Since 2016, social media platforms have taken steps to curb the spread of misinformation, particularly after concerns that Facebook and Reddit may have influenced the outcome of the 2016 U.S. presidential election. In response to criticism, Facebook partnered with fact-checking organizations such as FactCheck.org, Snopes, and Politifact to verify content and limit the reach of false information [217]. False information is ranked lower in the feed, while Facebook takes action against repeat offenders by reducing the distribution of false information and their ability to advertise. To further combat misinformation, Facebook deploys algorithms to find copies of misinformation with small differences and to identify whether a post contains claims that are commonly identified as misinformation by many fact-checkers. Users of the platform will be notified with more information over false information, while people who shared it will also be notified. Additionally, tools to identify posts that contain misinformation but for notifying fact-checkers if content that contains misinformation has been corrected or rated erroneously are also provided.
In 2020, Facebook enhanced its efforts by deploying AI-driven tools [218] to detect and prevent misinformation at scale. Technologies like SimSearchNet++ enabled highly precise image matching, allowing the system to identify variations of known false content across Facebook and Instagram platforms. Additionally, Meta (Facebook was renamed to Meta in 2021) collaborated with 60 fact-checking organizations covering over 50 languages from around 130 countries to monitor COVID-19 misinformation [219], using AI to detect and limit the spread of flagged content. By 2022, Meta continued leveraging AI for fact-checking, particularly to improve the accuracy of Wikipedia entries [220] by maintaining and improving the quality of Wikipedia references through verifying the cited references.
Regarding Reddit and COVID-19, there was a notable movement named “going dark”, where various Reddit communities became inaccessible to outsiders as a protest toward COVID-19 skeptic Reddit communities (subreddits) [221] that were spreading misinformation. As a response, Reddit banned those subreddits (e.g., r/NoNewNormal) and started to collaborate with third-party fact-checking organizations. In addition, Reddit employs a multi-layered moderation system that combines community-driven moderation with automated tools. Individual subreddits set their own rules, enforced by volunteer moderators, who flag misinformation using labels. The platform also uses automated tools to proactively detect content and behaviors that violate its policies, although the specifics of these tools remain undisclosed [222]. Research has highlighted the effectiveness of Reddit’s community-based moderation approach in controlling misinformation [223].

### RECORDS SUPPLIED:

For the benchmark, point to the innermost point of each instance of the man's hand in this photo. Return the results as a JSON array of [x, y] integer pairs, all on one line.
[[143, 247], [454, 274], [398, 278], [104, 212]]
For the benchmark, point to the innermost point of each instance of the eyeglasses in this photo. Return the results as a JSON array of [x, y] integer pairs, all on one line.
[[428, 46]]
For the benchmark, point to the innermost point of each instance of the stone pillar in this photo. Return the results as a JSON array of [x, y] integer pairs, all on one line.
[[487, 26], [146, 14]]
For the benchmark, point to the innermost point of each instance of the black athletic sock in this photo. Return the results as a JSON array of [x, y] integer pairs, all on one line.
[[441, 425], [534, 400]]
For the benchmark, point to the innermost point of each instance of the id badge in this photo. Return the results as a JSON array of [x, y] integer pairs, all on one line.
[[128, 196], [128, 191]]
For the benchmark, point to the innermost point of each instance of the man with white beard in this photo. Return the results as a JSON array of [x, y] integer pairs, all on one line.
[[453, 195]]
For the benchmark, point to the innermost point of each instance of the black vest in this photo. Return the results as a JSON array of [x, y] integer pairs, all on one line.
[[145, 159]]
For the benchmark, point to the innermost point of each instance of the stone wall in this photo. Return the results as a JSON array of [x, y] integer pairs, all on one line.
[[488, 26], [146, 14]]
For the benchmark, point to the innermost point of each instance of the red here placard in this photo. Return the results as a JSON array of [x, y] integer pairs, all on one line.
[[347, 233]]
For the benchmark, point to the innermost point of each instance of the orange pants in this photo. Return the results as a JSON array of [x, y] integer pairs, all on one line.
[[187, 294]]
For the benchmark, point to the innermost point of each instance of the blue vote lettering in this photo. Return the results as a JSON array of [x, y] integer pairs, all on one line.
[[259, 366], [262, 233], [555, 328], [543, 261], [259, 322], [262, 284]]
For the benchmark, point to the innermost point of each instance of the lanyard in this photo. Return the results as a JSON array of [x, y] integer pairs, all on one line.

### PROBLEMS TO SOLVE:
a – Answer these from the passage on social media misinformation, one line each:
(i) Which three fact-checking organizations did Facebook partner with?
(ii) What did SimSearchNet++ make possible?
(iii) Which subreddit is given as an example of those Reddit banned?
b – Go on with the passage on social media misinformation, picking up right after its last sentence.
You won't need the data for this.

### RESULTS BY TASK:
a –
(i) FactCheck.org, Snopes, and Politifact
(ii) Highly precise image matching, so the system could identify variations of known false content across Facebook and Instagram
(iii) r/NoNewNormal

b –
Regarding Twitter (Twitter was renamed to X in 2023), in 2020, it implemented content-monitoring systems to detect and label misleading information related to COVID-19, ensuring that such content was not amplified. The platform categorized misinformation into three types: misleading information, which was confirmed false by experts; disputed claims, where accuracy was contested; and unverified claims, which lacked confirmation at the time of sharing [224]. In 2021, Twitter introduced Birdwatch, a community-driven initiative allowing users to identify and provide context for misleading tweets [225]. Later that year, Twitter collaborated with Reuters and The Associated Press to improve information accuracy, with its Curation team sourcing reliable context for trending conversations [226]. Currently, X employs community notes, enabling users to collaboratively add clarifications and context to tweets as a way to timely identify and reduce the propagation of fake news. Community notes have been extensively researched by the scientific community with mostly positive results [227,228,229,230,231,232,233]. However, at least one study mentions that the community notes on X were often added to problematic posts too late to reduce engagement, because they came after false claims had already spread widely [234].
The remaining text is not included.